[The data Boundary: Start]

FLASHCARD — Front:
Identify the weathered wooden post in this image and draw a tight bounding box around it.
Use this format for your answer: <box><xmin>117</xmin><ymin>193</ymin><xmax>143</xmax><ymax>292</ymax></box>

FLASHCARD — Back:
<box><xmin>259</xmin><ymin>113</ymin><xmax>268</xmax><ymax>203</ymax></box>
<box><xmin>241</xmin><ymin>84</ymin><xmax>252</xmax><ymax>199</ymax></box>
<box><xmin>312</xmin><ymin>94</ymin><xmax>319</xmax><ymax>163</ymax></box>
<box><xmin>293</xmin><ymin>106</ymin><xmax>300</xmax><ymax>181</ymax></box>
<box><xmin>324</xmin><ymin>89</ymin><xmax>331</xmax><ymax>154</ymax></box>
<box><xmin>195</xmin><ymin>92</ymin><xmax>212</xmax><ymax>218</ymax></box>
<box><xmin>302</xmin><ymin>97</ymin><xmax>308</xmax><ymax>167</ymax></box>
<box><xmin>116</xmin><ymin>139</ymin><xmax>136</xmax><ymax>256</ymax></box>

[The data Boundary: End]

§ Task instructions
All of the records above are to be returned exactly as they stand.

§ Answer to the exercise
FLASHCARD — Front:
Identify the weathered wooden post in this image and draw a tight bounding box around it.
Use this format for your answer: <box><xmin>117</xmin><ymin>193</ymin><xmax>143</xmax><ymax>292</ymax></box>

FLASHCARD — Back:
<box><xmin>259</xmin><ymin>113</ymin><xmax>268</xmax><ymax>203</ymax></box>
<box><xmin>241</xmin><ymin>84</ymin><xmax>252</xmax><ymax>199</ymax></box>
<box><xmin>312</xmin><ymin>94</ymin><xmax>319</xmax><ymax>163</ymax></box>
<box><xmin>293</xmin><ymin>106</ymin><xmax>300</xmax><ymax>181</ymax></box>
<box><xmin>324</xmin><ymin>89</ymin><xmax>331</xmax><ymax>154</ymax></box>
<box><xmin>195</xmin><ymin>92</ymin><xmax>212</xmax><ymax>218</ymax></box>
<box><xmin>302</xmin><ymin>97</ymin><xmax>308</xmax><ymax>167</ymax></box>
<box><xmin>116</xmin><ymin>139</ymin><xmax>136</xmax><ymax>256</ymax></box>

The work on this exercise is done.